##### Document extract

Sometimes It's Just You

Your emotions can tell you how other people are feeling. But sometimes your emotions are just about you.

That’s kind of nice, because you need care and attention, too.

At the very least, difficult emotions can signal that it’s time for a rejuvenating break. At best, they lead to important insights about yourself.

I think of emotions as having at least three sources:

  • other people (that was yesterday’s blog, but I’m sure you’ll hear more about it in days to come)

  • the current situation

  • the past

There is much to say about what your emotions can tell you about the current situation — that you’re being tested, for example, or ruthlessly used, or that a boundary has been crossed — but today I’m going to focus on the past.

There’s much to say about emotions from the past, too, but this is a start:

All of us have constructed ourselves in response to our early environments. It makes sense, right? We humans are flexible and adaptive; we adjust to the people we depend on for our survival. That is, we figure out how to fit with our primary caregivers, how to keep the goodies coming or the punishments at bay.

These fits are behavioral, of course. A child learns, for example, not to wake Mommy up from a nap if every time he wakes Mommy up from a nap he gets snapped at.

But the fits are emotional as well.

Even as an adult, the nap interrupter might feel a twinge of anxiety whenever he approaches someone who’s sleeping.

##########
##### Data for analysis

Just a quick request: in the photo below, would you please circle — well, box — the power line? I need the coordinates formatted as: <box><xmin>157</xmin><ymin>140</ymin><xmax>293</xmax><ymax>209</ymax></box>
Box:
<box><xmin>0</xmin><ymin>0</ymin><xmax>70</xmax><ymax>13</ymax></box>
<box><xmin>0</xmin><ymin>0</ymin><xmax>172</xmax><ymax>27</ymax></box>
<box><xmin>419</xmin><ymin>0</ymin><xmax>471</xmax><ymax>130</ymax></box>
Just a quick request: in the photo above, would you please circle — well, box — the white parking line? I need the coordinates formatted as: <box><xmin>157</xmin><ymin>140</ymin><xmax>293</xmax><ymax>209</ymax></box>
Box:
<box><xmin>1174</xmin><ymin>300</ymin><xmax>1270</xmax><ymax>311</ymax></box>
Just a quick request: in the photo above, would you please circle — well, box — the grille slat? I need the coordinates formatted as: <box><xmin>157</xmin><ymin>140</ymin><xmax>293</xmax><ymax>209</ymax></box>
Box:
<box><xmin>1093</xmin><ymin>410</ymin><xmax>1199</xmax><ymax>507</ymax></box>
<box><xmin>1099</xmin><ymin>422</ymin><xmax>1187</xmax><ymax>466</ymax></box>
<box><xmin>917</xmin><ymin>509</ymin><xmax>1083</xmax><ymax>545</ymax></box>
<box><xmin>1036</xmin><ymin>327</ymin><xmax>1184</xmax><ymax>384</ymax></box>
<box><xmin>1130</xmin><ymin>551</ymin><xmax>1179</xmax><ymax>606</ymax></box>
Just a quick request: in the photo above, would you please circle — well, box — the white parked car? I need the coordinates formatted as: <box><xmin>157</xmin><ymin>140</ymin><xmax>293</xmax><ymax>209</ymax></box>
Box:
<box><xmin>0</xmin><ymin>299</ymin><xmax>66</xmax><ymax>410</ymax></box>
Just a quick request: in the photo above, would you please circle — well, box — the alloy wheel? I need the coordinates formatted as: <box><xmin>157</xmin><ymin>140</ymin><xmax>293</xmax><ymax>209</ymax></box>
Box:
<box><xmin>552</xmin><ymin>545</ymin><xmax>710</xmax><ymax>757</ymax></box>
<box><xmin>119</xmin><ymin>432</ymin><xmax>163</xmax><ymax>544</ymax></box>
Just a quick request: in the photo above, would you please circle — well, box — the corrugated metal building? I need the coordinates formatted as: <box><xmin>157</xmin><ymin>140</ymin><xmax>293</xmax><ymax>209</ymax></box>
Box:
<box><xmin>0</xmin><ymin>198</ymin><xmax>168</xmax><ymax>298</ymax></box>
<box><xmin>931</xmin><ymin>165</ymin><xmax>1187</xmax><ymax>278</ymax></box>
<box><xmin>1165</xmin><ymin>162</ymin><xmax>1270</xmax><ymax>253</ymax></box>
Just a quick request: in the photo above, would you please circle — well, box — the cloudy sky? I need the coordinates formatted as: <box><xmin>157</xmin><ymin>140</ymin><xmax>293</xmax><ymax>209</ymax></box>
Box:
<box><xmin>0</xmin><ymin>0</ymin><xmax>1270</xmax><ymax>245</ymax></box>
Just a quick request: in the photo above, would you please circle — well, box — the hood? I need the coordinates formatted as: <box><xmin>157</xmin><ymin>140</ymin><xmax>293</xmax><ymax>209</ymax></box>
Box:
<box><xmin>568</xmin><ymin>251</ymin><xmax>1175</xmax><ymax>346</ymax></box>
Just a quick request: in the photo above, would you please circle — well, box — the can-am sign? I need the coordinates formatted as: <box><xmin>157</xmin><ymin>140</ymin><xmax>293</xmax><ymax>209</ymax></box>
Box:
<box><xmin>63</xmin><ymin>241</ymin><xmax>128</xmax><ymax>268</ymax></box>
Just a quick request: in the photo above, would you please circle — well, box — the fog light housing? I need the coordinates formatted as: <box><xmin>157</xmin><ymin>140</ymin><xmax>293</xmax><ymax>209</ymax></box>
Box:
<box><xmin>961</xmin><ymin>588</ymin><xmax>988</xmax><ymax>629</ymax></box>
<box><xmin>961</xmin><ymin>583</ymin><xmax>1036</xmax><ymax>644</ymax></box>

##########

▶ _Exercises_
- a) What three sources of emotions does the writer list in the text on emotions?
- b) Carry the text on emotions further, starting right after its final sentence.
The records are separate material and are not part of the text on emotions.

▶ _Task results_
- a) Other people, the current situation, and the past.

- b)
That twinge served him when he was little — it kept him from waking Mommy up and getting snapped at. But that anxiety is unhelpful now that he’s a nurse who needs to regularly awaken patients to take their vitals.

That is, this nurse might be handicapped by emotions from the past. Or, using a more technical term, by a Chicken from Hell.

Knowing who or what your chickens from hell are provides insight into your psychic structure, or how you have constructed yourself to survive in the world. Being able to distinguish between emotions from the past that were adaptive at the time and the same emotions in the present that are not helpful empowers you to be a grown-up and not a little kid.

So this is another question you can ask yourself. “Is this a chicken from hell?” meaning “Is this an emotion from the past?” If it is, you might need to push it aside for the moment so you can get your work done. Then get the care and attention that you need. (You will hear much more about this in future posts.)